→ **AIM**:
Copy out word for word everything in the records below, from the very start down to and including the line containing "left=51, top=209, right=63, bottom=236".
+--
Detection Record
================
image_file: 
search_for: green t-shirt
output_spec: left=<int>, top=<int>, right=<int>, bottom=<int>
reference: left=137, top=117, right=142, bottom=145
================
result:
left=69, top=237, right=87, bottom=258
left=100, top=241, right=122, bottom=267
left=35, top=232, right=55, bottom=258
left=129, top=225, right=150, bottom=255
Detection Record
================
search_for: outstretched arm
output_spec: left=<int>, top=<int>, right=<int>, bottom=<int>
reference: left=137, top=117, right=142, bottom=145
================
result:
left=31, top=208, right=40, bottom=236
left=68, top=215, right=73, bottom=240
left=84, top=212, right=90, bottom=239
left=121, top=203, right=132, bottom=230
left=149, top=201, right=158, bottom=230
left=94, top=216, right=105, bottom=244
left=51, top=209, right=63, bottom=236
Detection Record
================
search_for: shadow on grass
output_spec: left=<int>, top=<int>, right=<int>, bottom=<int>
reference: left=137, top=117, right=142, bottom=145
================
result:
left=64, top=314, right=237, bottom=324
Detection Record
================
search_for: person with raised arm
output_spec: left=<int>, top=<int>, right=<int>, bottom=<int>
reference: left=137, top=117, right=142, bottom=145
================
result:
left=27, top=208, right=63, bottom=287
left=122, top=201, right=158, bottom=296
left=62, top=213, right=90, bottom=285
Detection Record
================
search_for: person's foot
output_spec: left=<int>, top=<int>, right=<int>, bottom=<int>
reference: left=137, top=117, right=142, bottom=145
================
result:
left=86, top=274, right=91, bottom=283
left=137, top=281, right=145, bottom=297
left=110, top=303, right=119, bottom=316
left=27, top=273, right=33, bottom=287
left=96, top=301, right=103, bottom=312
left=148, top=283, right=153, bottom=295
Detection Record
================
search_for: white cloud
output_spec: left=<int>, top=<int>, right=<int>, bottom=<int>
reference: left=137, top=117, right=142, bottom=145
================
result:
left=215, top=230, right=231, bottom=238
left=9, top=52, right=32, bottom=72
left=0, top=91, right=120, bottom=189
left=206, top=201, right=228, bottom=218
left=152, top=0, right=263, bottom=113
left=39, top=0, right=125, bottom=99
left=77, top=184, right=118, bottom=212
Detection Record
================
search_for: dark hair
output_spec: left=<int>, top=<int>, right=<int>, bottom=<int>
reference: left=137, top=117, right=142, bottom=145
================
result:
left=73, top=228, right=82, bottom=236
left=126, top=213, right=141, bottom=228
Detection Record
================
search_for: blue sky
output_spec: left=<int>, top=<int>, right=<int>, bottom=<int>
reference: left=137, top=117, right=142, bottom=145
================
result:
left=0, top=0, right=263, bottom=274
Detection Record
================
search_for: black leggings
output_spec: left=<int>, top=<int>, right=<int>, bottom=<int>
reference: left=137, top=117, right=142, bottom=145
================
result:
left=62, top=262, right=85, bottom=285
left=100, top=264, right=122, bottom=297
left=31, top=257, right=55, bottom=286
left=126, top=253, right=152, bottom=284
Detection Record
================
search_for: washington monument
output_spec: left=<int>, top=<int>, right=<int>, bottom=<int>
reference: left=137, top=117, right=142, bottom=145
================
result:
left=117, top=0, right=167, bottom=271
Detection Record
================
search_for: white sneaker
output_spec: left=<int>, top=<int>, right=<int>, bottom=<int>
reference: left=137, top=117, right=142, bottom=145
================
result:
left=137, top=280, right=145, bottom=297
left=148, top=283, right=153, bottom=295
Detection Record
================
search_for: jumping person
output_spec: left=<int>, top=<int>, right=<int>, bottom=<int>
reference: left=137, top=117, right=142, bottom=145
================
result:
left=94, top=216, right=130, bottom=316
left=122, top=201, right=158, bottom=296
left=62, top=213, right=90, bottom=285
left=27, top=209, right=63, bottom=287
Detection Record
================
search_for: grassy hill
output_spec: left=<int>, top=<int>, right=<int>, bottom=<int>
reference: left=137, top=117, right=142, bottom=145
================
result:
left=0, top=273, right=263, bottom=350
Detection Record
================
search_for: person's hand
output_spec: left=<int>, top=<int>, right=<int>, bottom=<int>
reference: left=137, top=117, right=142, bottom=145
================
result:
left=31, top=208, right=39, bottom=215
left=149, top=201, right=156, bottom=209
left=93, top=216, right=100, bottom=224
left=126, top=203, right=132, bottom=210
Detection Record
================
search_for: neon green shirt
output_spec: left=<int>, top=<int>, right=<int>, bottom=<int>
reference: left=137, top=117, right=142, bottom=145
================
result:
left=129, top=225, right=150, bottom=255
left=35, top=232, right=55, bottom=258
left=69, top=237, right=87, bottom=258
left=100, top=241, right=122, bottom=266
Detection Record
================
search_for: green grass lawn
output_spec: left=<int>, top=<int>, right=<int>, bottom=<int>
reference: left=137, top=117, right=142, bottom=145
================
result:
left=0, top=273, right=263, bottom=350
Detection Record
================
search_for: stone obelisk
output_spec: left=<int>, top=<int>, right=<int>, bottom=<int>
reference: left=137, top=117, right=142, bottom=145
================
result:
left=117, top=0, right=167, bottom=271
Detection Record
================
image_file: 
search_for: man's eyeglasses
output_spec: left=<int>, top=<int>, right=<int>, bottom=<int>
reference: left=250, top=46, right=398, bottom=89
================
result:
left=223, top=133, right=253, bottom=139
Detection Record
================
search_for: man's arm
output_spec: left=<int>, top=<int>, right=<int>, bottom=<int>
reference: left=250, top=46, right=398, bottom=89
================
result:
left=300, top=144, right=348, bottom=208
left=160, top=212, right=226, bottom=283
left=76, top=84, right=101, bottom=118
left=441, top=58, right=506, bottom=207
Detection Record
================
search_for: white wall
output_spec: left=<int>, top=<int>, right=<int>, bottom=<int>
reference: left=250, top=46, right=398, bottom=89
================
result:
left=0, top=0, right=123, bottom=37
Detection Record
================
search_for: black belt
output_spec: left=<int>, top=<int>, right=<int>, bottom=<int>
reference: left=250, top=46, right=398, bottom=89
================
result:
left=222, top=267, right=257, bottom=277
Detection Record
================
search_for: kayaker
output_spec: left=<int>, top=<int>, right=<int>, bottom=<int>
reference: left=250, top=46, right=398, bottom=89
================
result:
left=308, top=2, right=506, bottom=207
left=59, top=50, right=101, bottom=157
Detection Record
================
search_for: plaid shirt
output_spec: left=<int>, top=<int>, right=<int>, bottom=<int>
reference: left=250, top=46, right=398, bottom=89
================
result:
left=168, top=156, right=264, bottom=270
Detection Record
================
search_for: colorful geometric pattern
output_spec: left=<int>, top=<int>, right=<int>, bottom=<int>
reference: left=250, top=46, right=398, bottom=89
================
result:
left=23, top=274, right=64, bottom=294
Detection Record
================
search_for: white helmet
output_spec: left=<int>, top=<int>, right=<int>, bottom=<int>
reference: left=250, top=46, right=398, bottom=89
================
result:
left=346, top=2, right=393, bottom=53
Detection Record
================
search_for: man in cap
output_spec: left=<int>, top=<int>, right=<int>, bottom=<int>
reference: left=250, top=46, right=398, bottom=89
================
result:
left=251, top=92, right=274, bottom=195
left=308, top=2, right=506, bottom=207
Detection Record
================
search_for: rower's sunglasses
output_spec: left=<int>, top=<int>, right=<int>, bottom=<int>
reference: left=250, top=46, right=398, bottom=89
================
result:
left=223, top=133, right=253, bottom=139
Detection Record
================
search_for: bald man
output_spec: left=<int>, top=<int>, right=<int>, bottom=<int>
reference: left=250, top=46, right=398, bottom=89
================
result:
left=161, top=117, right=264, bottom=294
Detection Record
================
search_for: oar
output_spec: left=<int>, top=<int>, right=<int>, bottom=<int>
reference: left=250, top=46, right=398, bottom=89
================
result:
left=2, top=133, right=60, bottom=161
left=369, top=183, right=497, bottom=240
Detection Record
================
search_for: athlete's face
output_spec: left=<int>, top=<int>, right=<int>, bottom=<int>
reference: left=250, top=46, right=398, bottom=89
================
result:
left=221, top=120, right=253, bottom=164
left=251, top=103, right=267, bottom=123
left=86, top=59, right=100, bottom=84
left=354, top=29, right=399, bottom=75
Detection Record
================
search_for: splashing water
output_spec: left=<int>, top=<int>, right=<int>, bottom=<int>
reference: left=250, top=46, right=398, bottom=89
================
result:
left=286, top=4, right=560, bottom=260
+--
→ **FINISHED ANSWER**:
Detection Record
================
image_file: 
search_for: green t-shirt
output_spec: left=<int>, top=<int>, right=<int>, bottom=<int>
reference: left=137, top=117, right=142, bottom=145
================
result:
left=69, top=237, right=87, bottom=258
left=100, top=241, right=122, bottom=267
left=35, top=232, right=55, bottom=258
left=129, top=225, right=150, bottom=255
Detection Record
================
search_for: outstretched arm
output_spec: left=<int>, top=<int>, right=<int>, bottom=<int>
reference: left=137, top=117, right=142, bottom=145
================
result:
left=31, top=208, right=40, bottom=236
left=68, top=215, right=73, bottom=240
left=84, top=212, right=90, bottom=239
left=121, top=203, right=132, bottom=230
left=149, top=201, right=158, bottom=230
left=94, top=216, right=105, bottom=244
left=51, top=209, right=63, bottom=236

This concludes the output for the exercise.